» **Document text**
-- -- --

Rating: B. This was a very high energy opener and, in case they weren’t fired up enough already, got the crowd even more into things. Deeb felt like she was tested here and that’s how a hot title defense should feel. Riho losing isn’t going to hurt her and it does a lot for Riho, so well done all around with a heck of a warm up match.
Jim Ross gets his big introduction.
Hangman Page vs. Brian Cage
Taz is on commentary and Cage has I believe Terminator inspired gear. Page charges right at him to start hammering away but gets shoved off with raw power. What looked like a powerbomb is broken up and Page slugs away again, with Cage bailing to the floor. This time Page is right there with a big dive but Cage powerbombs him into the post.
Back in and a jumping knee rocks Page again and there’s a hard whip into the corner. A crucifix bomb gets two on Page but he ducks a clothesline. Page Cactus Clotheslines him out to the floor and pops back up for a middle rope moonsault to hit Cage again. Back in and Page snaps off a top rope hurricanrana for two but a superbomb is blocked.
A discus forearm gets two on Cage but Deadeye is countered as well. Cage puts him in a fireman’s carry and flips him into a hot shot (with one arm, because of course), setting up a superplex onto the apron. Back in and Cage tries his own Buckshot Lariat but slips a bit, allowing Page to hit an F5. The real Buckshot is countered into a German suplex and a discus lariat blasts Page again. A helicopter bomb gives Cage two and here is Team Taz. Hook distracts the referee so Ricky Starks can slide in the FTW Title. Cage tosses it right back and the Buckshot Lariat finishes Cage at 12:07.
Rating: B. This was a white hot opener as you had two guys in there giving it everything they had for a long time. Page is starting to have his head back on straight and if they keep going with this version for him, he’ll be the kind of challenger who could give Kenny Omega a lot of trouble. Cage having issues with Team Taz is interesting too, as a face Cage looks like a total monster. The crowd helped elevate this one too and it was an outstanding way to open things up.

-- -- --

» **Dataset**
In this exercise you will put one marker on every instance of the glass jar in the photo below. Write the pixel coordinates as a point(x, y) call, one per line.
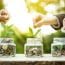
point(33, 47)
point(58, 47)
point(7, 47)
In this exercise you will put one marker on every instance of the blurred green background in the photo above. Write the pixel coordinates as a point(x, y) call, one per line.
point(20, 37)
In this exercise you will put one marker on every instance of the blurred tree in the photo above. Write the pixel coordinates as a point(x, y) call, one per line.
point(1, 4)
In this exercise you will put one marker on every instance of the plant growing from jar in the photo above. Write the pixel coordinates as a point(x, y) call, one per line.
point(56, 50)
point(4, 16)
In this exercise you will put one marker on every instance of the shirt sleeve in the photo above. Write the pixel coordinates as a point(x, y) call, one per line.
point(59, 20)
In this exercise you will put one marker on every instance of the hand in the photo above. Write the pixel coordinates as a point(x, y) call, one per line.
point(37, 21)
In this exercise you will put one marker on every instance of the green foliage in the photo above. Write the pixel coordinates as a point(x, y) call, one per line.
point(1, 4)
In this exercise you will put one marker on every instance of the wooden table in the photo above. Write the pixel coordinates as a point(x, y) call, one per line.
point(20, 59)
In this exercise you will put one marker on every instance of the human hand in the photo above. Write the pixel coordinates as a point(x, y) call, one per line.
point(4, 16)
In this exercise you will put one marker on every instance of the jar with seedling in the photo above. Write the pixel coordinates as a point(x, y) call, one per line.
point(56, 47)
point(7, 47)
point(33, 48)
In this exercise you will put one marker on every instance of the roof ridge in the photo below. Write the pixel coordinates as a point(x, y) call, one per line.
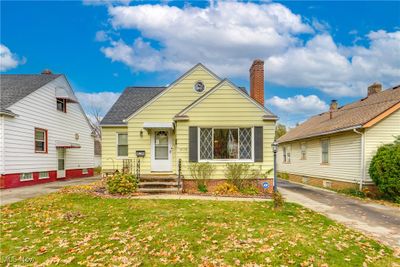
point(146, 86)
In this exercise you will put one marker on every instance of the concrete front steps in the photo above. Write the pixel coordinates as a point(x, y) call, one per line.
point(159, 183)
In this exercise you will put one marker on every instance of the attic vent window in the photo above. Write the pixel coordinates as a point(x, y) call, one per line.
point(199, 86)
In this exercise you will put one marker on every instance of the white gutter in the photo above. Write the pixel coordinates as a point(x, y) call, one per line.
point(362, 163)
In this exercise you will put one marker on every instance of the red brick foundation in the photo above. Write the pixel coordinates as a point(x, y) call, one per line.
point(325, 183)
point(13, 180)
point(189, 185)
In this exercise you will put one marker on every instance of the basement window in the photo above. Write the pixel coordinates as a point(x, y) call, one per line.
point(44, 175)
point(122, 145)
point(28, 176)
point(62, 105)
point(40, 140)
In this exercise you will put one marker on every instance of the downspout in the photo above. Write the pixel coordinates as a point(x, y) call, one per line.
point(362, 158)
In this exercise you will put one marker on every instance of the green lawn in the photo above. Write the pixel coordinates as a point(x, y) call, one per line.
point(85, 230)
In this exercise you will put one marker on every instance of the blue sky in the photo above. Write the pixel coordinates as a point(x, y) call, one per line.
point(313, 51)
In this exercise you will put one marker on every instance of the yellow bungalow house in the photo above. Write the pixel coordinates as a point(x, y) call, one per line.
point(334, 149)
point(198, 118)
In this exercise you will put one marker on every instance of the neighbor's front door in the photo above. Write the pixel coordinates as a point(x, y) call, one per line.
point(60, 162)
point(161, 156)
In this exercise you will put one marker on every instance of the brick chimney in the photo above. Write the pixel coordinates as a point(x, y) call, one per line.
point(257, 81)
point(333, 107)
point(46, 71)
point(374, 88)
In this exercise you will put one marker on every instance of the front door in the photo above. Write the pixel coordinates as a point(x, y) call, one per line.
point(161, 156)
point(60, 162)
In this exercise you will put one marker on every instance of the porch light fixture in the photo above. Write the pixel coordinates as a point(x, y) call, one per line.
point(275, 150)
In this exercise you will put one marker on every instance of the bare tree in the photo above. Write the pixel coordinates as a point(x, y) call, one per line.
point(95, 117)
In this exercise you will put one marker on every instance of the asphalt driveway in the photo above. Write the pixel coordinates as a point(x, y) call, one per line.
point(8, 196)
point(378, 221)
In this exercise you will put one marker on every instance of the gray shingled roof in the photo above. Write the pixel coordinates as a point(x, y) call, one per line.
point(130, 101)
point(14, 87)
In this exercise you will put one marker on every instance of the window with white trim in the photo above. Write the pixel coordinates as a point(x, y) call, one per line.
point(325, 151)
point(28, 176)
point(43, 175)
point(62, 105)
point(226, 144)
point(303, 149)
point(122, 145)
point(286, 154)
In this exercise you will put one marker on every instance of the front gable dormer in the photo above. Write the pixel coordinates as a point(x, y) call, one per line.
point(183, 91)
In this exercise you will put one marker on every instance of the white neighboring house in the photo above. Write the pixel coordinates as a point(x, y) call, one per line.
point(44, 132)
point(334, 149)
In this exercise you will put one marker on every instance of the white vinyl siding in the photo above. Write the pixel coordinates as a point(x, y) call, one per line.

-- -- --

» **Written exercise 1**
According to the match review, what move finishes the Hangman Page vs. Brian Cage match?
» **Written exercise 2**
Why does the match review call Hangman Page vs. Brian Cage a white hot opener?
» **Written exercise 3**
Extend the match review beyond its last sentence.

» **Task result 1**
The Buckshot Lariat finishes it, at 12:07.

» **Task result 2**
The review calls it a white hot opener because the two wrestlers gave everything they had for a long time. It adds that the crowd helped elevate the match.

» **Task result 3**
Post match an annoyed Cage walks away from Team Taz.
We run down the rest of the card.
We recap the Young Bucks vs. Jon Moxley/Eddie Kingston. The Bucks have sided with Kenny Omega so Kingston and Moxley have come after them. This includes breaking a bunch of the Bucks’ stuff and stealing their shoes so it’s time for a title match.
Tag Team Titles: Young Bucks vs. Jon Moxley/Eddie Kingston
Kingston/Moxley are challenging and we get the full Major League Wild Thing intro through the crowd. Don Callis is here with the champs and joins commentary as is his custom. Believe it or not, it’s a brawl to start and they fight into the crowd with the Bucks being sent into a variety of hard objects. Cue Brandon Cutler with the cold spray to Nick, earning himself a clothesline/German suplex combination.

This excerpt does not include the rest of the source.